SET PROBLEM 1: Render the stretch of the listing from the line containing "form x=63, y=229." through the line containing "x=235, y=330" as a numbered list, leaving out blank lines.

Jake and I played golf throughout his life. We got him his first set of toy clubs when he was three or four. He would hockey the oversized ball around the yard until he had coaxed it into the big plastic “hole” that came with the putter, “iron”, and “driver”. We would chase each other laughing and screaming with delight. We still have the faded yellow plastic putter rattling around in our back yard. When he was a little older, I got some real junior clubs and had them cut down to his size. We would go to the driving range and he would smack golf balls off the green astroturf  mats with abandon. He graduated to a full-sized junior set when he was about nine or ten. We got him certified to play on public courses and we would go to a little par three at Rancho Park and actually play golf together. It was something we did on “boy’s days”. By the time he was twelve or thirteen, He could hit the ball pretty well.

Birdie!! Westin Mission Hills Pete Dye course.

Birdie!! Westin Mission Hills Pete Dye course. –                 Photo by Jake Colman

When he was about fourteen, he could handle a full-sized set, and in fact, he could hit farther than I could. He was a natural. As soon as he could reach the pedals, he began driving the cart. He loved driving the cart. We played wherever we went. When we took family vacations, there was often a golf course nearby. We played in Florida. We played up and down California, at some really nice courses: Aviara, Torrey Pines, Sterling Hills, Rancho Park. We played in Baja California at a beautiful track at Bajamar by the ocean. Seagulls would steal our sandwiches right out of the cart when we weren’t looking. We even played a round in England when we visited Terry’s sister and brother-in-law. But the best times were in Hawaii.

ENTRIES SUPPLIED:
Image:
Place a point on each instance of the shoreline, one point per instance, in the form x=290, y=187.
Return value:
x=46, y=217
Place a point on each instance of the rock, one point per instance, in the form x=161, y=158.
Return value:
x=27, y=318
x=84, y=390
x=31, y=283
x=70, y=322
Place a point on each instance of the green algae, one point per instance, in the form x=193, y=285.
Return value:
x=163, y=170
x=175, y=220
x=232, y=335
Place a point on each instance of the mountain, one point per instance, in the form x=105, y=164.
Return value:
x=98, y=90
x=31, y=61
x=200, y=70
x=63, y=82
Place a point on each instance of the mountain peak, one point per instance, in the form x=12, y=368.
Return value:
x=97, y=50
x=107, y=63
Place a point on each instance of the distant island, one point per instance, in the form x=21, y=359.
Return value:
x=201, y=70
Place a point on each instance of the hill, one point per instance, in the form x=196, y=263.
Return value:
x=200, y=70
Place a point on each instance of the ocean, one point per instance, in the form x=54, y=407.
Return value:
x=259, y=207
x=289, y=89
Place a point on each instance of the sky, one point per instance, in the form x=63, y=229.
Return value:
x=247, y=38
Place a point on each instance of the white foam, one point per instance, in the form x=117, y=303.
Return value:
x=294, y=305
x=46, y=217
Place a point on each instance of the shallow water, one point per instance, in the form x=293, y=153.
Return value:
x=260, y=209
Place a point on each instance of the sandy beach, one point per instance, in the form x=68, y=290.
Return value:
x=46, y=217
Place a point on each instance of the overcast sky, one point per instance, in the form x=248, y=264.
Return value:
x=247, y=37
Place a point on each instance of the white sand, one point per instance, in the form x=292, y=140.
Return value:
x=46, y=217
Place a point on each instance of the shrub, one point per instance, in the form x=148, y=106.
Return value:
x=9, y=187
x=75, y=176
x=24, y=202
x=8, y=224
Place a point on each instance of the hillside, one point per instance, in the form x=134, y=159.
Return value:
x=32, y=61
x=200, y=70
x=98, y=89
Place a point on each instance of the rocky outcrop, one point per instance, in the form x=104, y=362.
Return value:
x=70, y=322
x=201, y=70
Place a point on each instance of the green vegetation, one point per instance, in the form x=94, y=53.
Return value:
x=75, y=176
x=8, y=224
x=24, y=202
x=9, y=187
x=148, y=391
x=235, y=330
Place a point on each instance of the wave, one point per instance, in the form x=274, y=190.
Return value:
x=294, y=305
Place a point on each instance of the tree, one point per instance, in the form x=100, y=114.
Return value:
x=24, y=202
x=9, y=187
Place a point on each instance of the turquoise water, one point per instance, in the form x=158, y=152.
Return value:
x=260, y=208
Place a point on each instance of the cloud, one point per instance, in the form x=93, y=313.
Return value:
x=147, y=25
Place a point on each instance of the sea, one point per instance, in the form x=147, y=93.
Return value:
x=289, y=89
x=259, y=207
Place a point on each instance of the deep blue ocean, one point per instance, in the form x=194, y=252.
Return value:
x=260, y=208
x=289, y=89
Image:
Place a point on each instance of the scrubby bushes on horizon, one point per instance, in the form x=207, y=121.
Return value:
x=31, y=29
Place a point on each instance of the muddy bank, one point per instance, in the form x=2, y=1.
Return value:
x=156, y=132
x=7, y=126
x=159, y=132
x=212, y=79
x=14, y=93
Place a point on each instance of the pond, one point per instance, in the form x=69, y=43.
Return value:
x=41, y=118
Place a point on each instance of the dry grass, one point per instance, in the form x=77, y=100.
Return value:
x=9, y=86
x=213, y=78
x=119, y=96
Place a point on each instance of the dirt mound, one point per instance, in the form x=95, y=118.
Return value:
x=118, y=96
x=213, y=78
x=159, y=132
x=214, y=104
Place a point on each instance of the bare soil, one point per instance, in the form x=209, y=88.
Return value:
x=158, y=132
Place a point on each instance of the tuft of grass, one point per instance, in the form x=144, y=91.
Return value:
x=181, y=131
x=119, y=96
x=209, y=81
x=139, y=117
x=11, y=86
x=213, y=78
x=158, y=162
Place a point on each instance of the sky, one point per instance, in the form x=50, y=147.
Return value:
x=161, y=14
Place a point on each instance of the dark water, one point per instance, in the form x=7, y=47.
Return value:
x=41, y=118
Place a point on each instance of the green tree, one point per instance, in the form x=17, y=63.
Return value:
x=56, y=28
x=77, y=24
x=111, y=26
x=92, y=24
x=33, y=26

SET PROBLEM 2: Please repeat the passage about playing golf word for word, in full.

FINAL ANSWER 1:
1. Place a point on each instance of the sky, one point per instance, in the form x=63, y=229.
2. Return value:
3. x=247, y=38
4. Place a point on each instance of the white foam, one point per instance, in the form x=117, y=303.
5. Return value:
6. x=294, y=305
7. x=46, y=217
8. Place a point on each instance of the shallow water, one point per instance, in the form x=293, y=153.
9. Return value:
10. x=260, y=209
11. Place a point on each instance of the sandy beach, one point per instance, in the form x=68, y=290.
12. Return value:
13. x=46, y=217
14. Place a point on each instance of the overcast sky, one point per instance, in the form x=248, y=264.
15. Return value:
16. x=247, y=37
17. Place a point on each instance of the white sand, one point per instance, in the form x=292, y=140.
18. Return value:
19. x=46, y=217
20. Place a point on each instance of the shrub, one point per instance, in the form x=148, y=106.
21. Return value:
22. x=9, y=187
23. x=75, y=176
24. x=24, y=202
25. x=8, y=224
26. Place a point on each instance of the hillside, one point per instance, in the form x=134, y=159.
27. Return value:
28. x=32, y=61
29. x=200, y=70
30. x=98, y=89
31. Place a point on each instance of the rocky outcrop, one point per instance, in the form x=104, y=362.
32. Return value:
33. x=70, y=322
34. x=201, y=70
35. Place a point on each instance of the green vegetation, one point per instance, in the form x=94, y=53.
36. Return value:
37. x=75, y=176
38. x=8, y=224
39. x=24, y=202
40. x=9, y=187
41. x=148, y=391
42. x=235, y=330

FINAL ANSWER 2:
Jake and I played golf throughout his life. We got him his first set of toy clubs when he was three or four. He would hockey the oversized ball around the yard until he had coaxed it into the big plastic “hole” that came with the putter, “iron”, and “driver”. We would chase each other laughing and screaming with delight. We still have the faded yellow plastic putter rattling around in our back yard. When he was a little older, I got some real junior clubs and had them cut down to his size. We would go to the driving range and he would smack golf balls off the green astroturf  mats with abandon. He graduated to a full-sized junior set when he was about nine or ten. We got him certified to play on public courses and we would go to a little par three at Rancho Park and actually play golf together. It was something we did on “boy’s days”. By the time he was twelve or thirteen, He could hit the ball pretty well.

Birdie!! Westin Mission Hills Pete Dye course.

Birdie!! Westin Mission Hills Pete Dye course. –                 Photo by Jake Colman

When he was about fourteen, he could handle a full-sized set, and in fact, he could hit farther than I could. He was a natural. As soon as he could reach the pedals, he began driving the cart. He loved driving the cart. We played wherever we went. When we took family vacations, there was often a golf course nearby. We played in Florida. We played up and down California, at some really nice courses: Aviara, Torrey Pines, Sterling Hills, Rancho Park. We played in Baja California at a beautiful track at Bajamar by the ocean. Seagulls would steal our sandwiches right out of the cart when we weren’t looking. We even played a round in England when we visited Terry’s sister and brother-in-law. But the best times were in Hawaii.